╔══

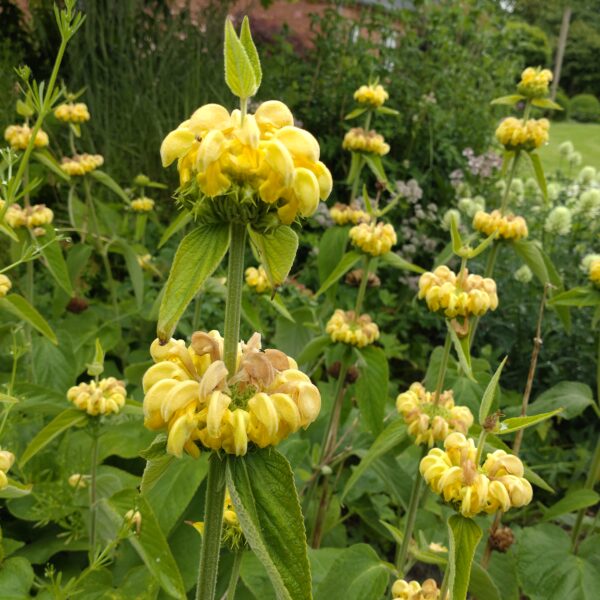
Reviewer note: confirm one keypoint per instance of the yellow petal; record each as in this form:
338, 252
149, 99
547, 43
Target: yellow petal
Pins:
176, 144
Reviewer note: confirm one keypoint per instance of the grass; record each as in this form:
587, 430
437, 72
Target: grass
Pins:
584, 136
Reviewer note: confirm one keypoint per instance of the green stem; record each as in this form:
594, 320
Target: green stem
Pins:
235, 575
213, 523
411, 516
233, 307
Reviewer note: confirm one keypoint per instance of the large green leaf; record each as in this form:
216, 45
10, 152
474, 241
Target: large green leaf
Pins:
71, 417
276, 251
357, 574
389, 438
262, 488
464, 535
199, 254
18, 306
372, 387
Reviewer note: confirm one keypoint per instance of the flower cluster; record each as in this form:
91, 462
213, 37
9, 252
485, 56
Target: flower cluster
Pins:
191, 394
349, 328
80, 164
534, 82
373, 96
5, 285
18, 137
509, 227
142, 204
104, 397
72, 112
31, 217
413, 590
517, 134
342, 214
373, 238
263, 154
6, 462
430, 420
463, 296
257, 279
360, 140
453, 473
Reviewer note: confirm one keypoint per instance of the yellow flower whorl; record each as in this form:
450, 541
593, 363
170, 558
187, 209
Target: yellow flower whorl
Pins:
453, 473
190, 394
257, 279
264, 151
429, 422
5, 285
534, 82
142, 204
18, 137
443, 292
348, 328
373, 238
517, 134
373, 96
342, 214
509, 227
70, 112
80, 164
359, 140
105, 397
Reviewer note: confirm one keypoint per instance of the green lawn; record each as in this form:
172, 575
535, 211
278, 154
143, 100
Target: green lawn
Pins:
585, 138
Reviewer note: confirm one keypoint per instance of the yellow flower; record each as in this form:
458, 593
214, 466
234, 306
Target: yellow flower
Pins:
104, 397
534, 82
373, 238
517, 134
359, 140
371, 95
72, 112
265, 152
190, 393
509, 227
443, 292
80, 164
18, 137
257, 279
142, 204
346, 327
430, 421
5, 285
343, 214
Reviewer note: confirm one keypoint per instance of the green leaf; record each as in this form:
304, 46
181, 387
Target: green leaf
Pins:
239, 73
107, 181
180, 221
490, 393
357, 574
516, 423
71, 417
199, 254
18, 306
355, 113
276, 251
464, 537
393, 259
344, 265
151, 544
536, 163
393, 435
571, 502
510, 100
372, 387
264, 495
250, 48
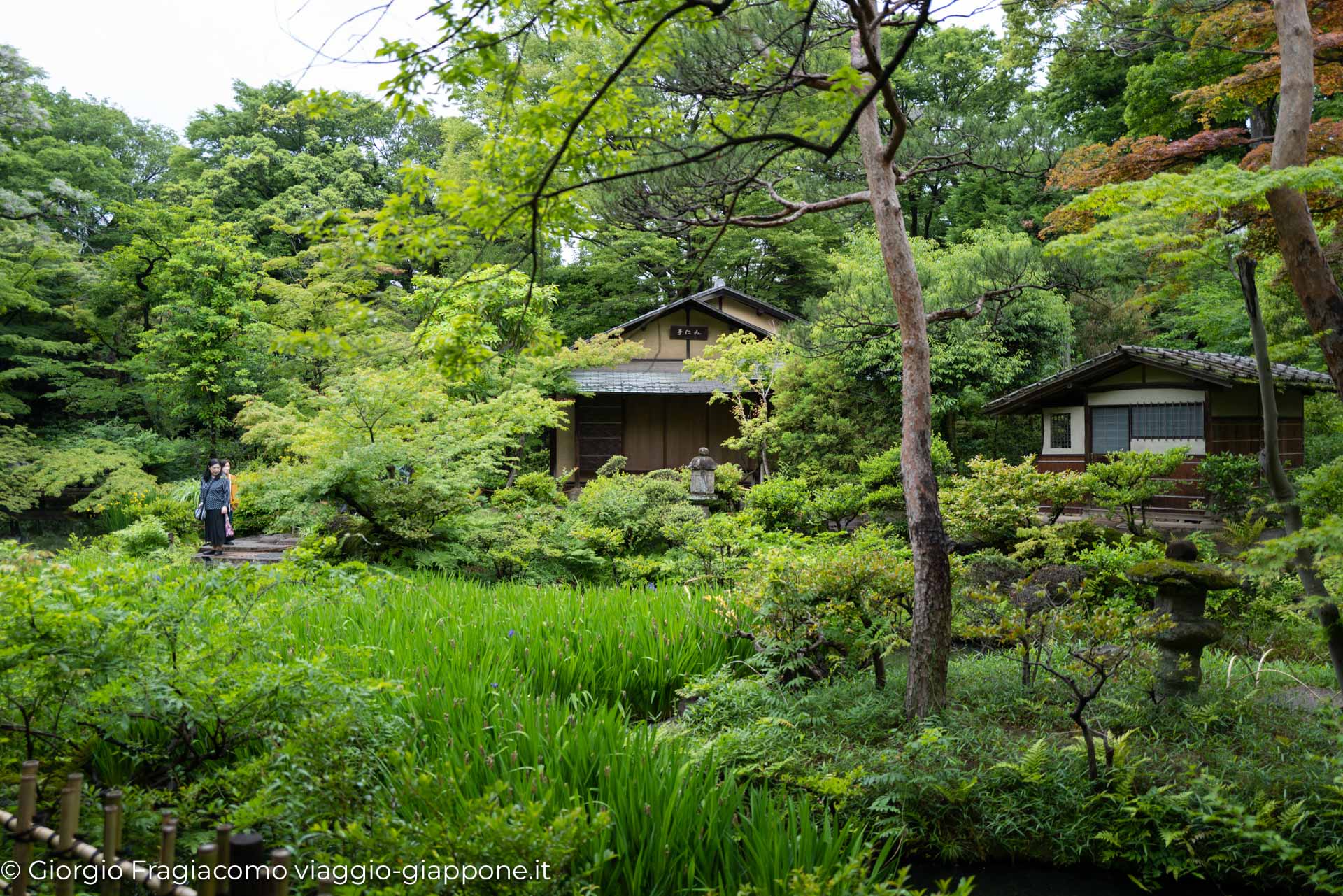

╚══

* Work required *
For the records above, state the number of lines that contain "whorl", and provide nothing further.

* Exercise solution *
2